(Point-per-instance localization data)
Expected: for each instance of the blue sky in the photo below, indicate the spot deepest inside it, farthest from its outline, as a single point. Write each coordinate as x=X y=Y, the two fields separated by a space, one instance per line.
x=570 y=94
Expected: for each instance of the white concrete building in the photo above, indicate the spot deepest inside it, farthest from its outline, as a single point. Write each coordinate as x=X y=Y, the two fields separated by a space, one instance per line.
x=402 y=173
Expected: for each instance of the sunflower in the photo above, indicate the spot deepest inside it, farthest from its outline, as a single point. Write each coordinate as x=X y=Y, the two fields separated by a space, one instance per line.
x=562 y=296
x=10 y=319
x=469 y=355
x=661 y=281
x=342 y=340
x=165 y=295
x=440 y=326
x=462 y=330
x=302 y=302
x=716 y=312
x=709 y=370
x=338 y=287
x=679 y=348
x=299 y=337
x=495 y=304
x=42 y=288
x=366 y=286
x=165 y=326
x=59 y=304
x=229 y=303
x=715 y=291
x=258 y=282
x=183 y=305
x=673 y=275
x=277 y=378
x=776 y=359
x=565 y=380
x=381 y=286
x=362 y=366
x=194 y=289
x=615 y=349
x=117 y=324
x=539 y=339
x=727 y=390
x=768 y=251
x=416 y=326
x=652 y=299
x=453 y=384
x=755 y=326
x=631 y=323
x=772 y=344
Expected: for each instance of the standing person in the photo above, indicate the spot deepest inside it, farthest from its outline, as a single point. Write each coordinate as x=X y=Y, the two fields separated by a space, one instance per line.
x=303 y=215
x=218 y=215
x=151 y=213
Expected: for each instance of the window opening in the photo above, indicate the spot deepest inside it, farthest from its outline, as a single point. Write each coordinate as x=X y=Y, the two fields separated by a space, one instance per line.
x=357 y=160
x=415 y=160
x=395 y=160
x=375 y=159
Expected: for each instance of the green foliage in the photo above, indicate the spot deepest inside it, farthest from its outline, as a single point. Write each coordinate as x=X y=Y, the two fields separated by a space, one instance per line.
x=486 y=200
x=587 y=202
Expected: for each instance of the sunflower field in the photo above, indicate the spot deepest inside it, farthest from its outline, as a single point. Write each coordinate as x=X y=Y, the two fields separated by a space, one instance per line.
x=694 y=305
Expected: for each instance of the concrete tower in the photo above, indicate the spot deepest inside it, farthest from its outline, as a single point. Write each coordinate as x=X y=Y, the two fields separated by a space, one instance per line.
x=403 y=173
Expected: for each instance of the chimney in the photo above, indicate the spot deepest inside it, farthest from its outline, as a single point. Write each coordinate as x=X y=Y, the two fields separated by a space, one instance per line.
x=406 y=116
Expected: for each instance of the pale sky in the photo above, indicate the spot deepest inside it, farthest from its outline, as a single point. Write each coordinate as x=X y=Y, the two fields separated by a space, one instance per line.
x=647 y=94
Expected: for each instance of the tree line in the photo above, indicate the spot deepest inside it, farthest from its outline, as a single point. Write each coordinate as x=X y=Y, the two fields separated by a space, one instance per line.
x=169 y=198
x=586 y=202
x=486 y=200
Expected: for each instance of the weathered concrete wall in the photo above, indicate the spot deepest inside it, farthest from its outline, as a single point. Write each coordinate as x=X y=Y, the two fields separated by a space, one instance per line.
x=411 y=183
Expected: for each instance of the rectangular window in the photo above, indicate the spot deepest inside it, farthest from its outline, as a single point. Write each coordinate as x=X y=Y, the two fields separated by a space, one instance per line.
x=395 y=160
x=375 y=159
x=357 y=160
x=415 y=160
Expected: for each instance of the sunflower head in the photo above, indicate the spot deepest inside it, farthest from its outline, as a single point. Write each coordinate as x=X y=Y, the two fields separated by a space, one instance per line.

The task
Give the data back exactly as it stands.

Result below
Expected: for each instance of the blue sky in the photo below, indicate the spot deepest inside it, farthest from its outline, as a single point. Write each coordinate as x=X y=Y, the two fields separated by a space, one instance per line.
x=570 y=94
Expected: for each instance of the white concrete building in the photo above, indicate the spot deepest inside it, farthest from its outline, as a single point. Write each coordinate as x=X y=Y, the two fields separated by a space, one instance per line.
x=402 y=173
Expected: for each instance of the sunflower in the photo above, indicate the spot deepest inside it, farthest from its outline, as a single point. Write each coordinate as x=X y=Y, the two fields separated by a space, one instance per line.
x=562 y=296
x=10 y=319
x=469 y=355
x=661 y=281
x=342 y=340
x=165 y=295
x=440 y=326
x=462 y=330
x=302 y=302
x=716 y=312
x=709 y=370
x=338 y=287
x=679 y=348
x=299 y=337
x=495 y=304
x=42 y=288
x=366 y=286
x=165 y=326
x=59 y=304
x=229 y=303
x=715 y=291
x=258 y=282
x=183 y=305
x=673 y=275
x=277 y=378
x=776 y=359
x=565 y=380
x=381 y=286
x=362 y=366
x=194 y=289
x=615 y=349
x=117 y=324
x=539 y=339
x=727 y=390
x=768 y=251
x=416 y=326
x=652 y=299
x=453 y=384
x=755 y=326
x=631 y=323
x=772 y=344
Expected: for each instance of the standing person in the photo above, indicate the spot deepest inside it, farthest from its outline, as a single point. Write each coordinate as x=X y=Y, the two fields separated by a space, one instance per line.
x=303 y=215
x=218 y=215
x=151 y=213
Expected: for each instance of the window opening in the photo above, indicate the spot deepest inside it, farthest from its outline, as a single point. Write each coordinate as x=X y=Y, the two fields separated by a space, one instance per line.
x=357 y=160
x=415 y=160
x=395 y=160
x=375 y=159
Expected: for each instance of the green foliage in the photo above, indicate the spot deepest inside it, farthest from its outline, as a single point. Write each coordinate as x=X y=Y, the two fields separated by a space, one instance per line.
x=486 y=200
x=587 y=202
Expected: for each instance of the sunflower field in the photo above, indicate the spot deepest inside it, farthest from its outline, as a single point. Write each coordinate as x=X y=Y, the two fields separated by a space, one instance per line.
x=694 y=305
Expected: for each instance of the concrete tower in the photo above, indicate the spot deepest inside it, farthest from its outline, as a single point. Write each coordinate as x=X y=Y, the two fields separated by a space, one instance per line.
x=403 y=173
Expected: for each instance of the chimney in the photo above, indicate the spot deepest inside it, farthest from its outline, as a single point. Write each coordinate as x=X y=Y, the two fields separated by a space, one instance per line.
x=406 y=116
Expected: for each instance of the pale sky in the photo above, indicate the spot deepest inside it, farthest from its outline, as a single point. Write each coordinate as x=X y=Y, the two fields separated by a space, one instance per line.
x=647 y=94
Expected: for each instance of the tree line in the photo above, indicate the spot deepest inside it, farthest from its outline, as a single point. Write each coordinate as x=X y=Y, the two fields separated by a space, one instance per line.
x=169 y=198
x=586 y=202
x=486 y=200
Expected: for each instance of the weathered concrete wall in the photo above, indicate the spot deepest inside it, farthest from its outline, as a single point. Write each coordinate as x=X y=Y, the two fields separated by a space, one instance per line.
x=411 y=183
Expected: for each instance of the rectangular window in the photo above, indicate the spot deepest inside it, farthest from its outline, as a single point. Write each coordinate as x=X y=Y, the two fields separated by a space, one instance per line.
x=395 y=160
x=375 y=159
x=357 y=160
x=415 y=160
Expected: for each instance of the sunflower head in the photo above, indicate the spot deepest inside it, farthest from its outline, as a single point. Write each coordinate as x=X y=Y, the two fields separated by a space, one instance per line.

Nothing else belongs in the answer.